[TEXT FOR ANALYSIS]
=-=-=-=-=

In a recent case, the Kerala High Court dismissed the income tax appeal filed by the income tax department as the tax effect was below the monetary limit of Rs. 1 crore.
The Court observed that, as per Circular No. 3 of 2018 issued by the Central Board of Direct Taxes, appeals cannot be maintained by the revenue before the High Court if the tax effect in the appeal does not exceed Rs. 50 lakhs and later enhanced the limit to 1 crore by the subsequent Circular No. 17 of 2019 dated August 8, 2019 was issued by the CBDT.
Kunhitharuvai Memorial Charitable Trust, the respondent-assessee is a trust instituted in 1999 that was granted registration under Section 12A/12AA of the Income Tax Act,1961 as early as 2002. The trust runs medical, dental, engineering, and ayurvedic colleges on a self-financed basis.
A search conducted on the premises of the Trust and its satellite institutions on October 31, 2011, under Section 132 of the act. The Department initiated proceedings for cancellation of the registration and consequent denial of the exemption that was available to the Trust in terms of the Act.
The proceedings that the Income Tax Department initiated for sustaining the additions made to the taxable income of the trust for the assessment years. It would appear that, based on material that was obtained during the search, additions were made to the income of the trust for the various assessment years, except for the years 2006–07 and 2007–08.
The Income tax assessing officer also had a case that the income of the trust for these years had to be brought to tax under the normal rate of tax since, according to him, the benefits under Section 11 were not available to the respondent-assessee since they had not satisfied the conditions under Section 13.
The assessee preferred appeals before the First Appellate Authority against the assessment order passed by the assessing authority for the various assessment years. The First Appellate Authority confirmed the denial of exemption to the assessee on the ground that it had not filed the returns of income within time during the various assessment years in question.

=-=-=-=-=

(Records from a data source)
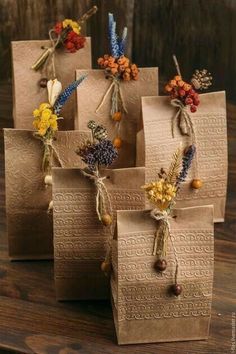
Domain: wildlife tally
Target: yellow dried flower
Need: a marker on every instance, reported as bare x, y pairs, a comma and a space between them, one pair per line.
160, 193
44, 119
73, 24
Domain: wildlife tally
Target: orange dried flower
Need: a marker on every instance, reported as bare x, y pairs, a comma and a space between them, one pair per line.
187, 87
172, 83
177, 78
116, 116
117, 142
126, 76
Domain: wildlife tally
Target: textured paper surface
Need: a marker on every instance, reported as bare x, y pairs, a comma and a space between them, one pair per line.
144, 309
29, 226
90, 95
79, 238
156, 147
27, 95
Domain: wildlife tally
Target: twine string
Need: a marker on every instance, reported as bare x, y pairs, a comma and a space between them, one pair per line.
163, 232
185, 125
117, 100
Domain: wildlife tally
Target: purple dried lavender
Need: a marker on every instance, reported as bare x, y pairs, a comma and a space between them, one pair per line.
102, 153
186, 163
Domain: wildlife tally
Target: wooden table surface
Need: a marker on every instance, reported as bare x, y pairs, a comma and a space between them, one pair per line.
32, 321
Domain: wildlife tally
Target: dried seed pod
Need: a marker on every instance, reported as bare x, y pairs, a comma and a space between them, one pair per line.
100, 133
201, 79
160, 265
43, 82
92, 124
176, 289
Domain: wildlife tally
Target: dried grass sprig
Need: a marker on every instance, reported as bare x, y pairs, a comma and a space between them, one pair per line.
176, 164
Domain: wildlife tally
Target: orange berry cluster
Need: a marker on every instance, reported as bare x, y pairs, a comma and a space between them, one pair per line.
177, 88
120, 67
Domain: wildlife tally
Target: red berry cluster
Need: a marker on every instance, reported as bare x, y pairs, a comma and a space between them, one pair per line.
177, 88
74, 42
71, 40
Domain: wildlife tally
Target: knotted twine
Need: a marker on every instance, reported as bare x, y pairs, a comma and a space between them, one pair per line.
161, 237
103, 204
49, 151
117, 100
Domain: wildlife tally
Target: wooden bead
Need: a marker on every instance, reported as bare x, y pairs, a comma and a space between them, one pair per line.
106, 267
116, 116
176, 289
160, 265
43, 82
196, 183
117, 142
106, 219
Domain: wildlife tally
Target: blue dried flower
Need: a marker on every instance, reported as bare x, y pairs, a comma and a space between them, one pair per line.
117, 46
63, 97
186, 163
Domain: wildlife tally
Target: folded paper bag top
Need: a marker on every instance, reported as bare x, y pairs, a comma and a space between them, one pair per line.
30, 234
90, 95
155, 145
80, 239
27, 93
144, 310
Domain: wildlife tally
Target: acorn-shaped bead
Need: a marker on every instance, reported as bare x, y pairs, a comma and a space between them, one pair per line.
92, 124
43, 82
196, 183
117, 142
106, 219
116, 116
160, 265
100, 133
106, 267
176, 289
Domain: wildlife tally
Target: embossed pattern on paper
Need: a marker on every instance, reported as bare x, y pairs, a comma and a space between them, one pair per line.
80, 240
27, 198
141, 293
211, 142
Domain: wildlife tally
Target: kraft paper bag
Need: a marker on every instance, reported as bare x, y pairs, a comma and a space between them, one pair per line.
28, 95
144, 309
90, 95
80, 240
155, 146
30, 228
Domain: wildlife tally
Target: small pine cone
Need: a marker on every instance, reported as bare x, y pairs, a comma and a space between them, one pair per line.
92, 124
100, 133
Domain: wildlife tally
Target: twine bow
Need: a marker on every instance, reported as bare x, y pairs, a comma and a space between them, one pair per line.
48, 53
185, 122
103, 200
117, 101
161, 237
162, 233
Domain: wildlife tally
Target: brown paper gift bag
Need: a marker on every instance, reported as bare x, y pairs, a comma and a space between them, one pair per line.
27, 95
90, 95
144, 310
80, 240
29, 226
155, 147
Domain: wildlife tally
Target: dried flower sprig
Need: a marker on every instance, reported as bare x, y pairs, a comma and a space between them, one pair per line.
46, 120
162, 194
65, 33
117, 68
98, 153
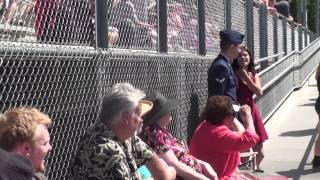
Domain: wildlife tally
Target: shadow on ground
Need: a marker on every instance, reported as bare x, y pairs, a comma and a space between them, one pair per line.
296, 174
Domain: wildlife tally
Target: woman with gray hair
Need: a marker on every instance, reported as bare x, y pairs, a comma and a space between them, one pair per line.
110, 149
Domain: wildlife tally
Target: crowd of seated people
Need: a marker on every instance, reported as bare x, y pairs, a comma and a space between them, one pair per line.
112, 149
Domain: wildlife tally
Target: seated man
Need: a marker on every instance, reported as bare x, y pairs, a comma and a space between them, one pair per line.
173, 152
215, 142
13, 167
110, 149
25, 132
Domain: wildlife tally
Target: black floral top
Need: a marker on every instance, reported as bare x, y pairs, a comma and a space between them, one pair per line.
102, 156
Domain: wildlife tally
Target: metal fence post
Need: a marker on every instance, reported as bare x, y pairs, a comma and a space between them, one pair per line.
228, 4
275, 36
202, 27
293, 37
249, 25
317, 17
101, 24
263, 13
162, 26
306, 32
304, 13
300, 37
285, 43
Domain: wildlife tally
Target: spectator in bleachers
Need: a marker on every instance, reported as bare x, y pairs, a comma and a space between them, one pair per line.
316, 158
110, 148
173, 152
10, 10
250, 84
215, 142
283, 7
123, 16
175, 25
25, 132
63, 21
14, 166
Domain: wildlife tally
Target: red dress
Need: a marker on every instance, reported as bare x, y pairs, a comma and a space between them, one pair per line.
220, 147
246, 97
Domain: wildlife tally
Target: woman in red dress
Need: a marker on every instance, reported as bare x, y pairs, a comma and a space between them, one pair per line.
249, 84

=-=-=-=-=

[PROBLEMS TO SOLVE]
1. Answer these questions about the article on the Kerala High Court income tax appeal:
(a) Which circular raised the monetary limit for revenue appeals to Rs. 1 crore?
(b) In what year was the respondent trust instituted?
(c) On what date was the search conducted on the premises of the trust?
2. Edit the article on the Kerala High Court income tax appeal from "A search conducted" up to and including "terms of the Act.", and write that part out again with "cancellation" replaced by "revocation".
3. Pick up the article on the Kerala High Court income tax appeal from where it stops and continue it.
The entries are not needed.

[LIST OF ANSWERS]
1.
(a) Circular No. 17 of 2019, dated August 8, 2019
(b) 1999
(c) October 31, 2011

2.
A search conducted on the premises of the Trust and its satellite institutions on October 31, 2011, under Section 132 of the act. The Department initiated proceedings for revocation of the registration and consequent denial of the exemption that was available to the Trust in terms of the Act.

3.
The additions made by the assessing authority were also partly sustained, save for the assessment year 2008–09, where the additions were completely deleted by the First Appellate Authority. There was no appeal filed by the revenue against the said deletion by the First Appellate Authority.
On appeals before the Income Tax Appellate Tribunal ( ITAT ), it was found that there had been no application of the funds of the assessee trust for purposes unconnected with the objects of the trust. The assessee had not violated any of the conditions mentioned in Section 13 of the Act for denial of the benefits under Section 11 or for cancellation of its registration under Section 12AA of the Act. The Tribunal held that the assessee was entitled to the benefit of the exemption envisaged for registered trusts.
The assessee contended that, in view of Circular No. 3 of 2018 issued by the Central Board of Direct Taxes, Government of India (Ministry of Finance, Department of Revenue), appeals cannot be maintained by the revenue before the High Court if the tax effect in the appeal does not exceed Rs. 50 lakhs. A subsequent Circular issued which enhance the monetary limit to Rs. 1 crore.
The division bench of Justice A.K. Jayasankaran Nambiar and Justice Syam Kumar V.M. has observed that, as per Circular No. 3 of 2018 issued by the Central Board of Direct Taxes, appeals cannot be maintained by the revenue before the High Court if the tax effect in the appeal does not exceed Rs. 50 lakhs and later enhanced the limit to 1 crore by the subsequent Circular No. 17 of 2019 dated August 8, 2019 was issued by the CBDT.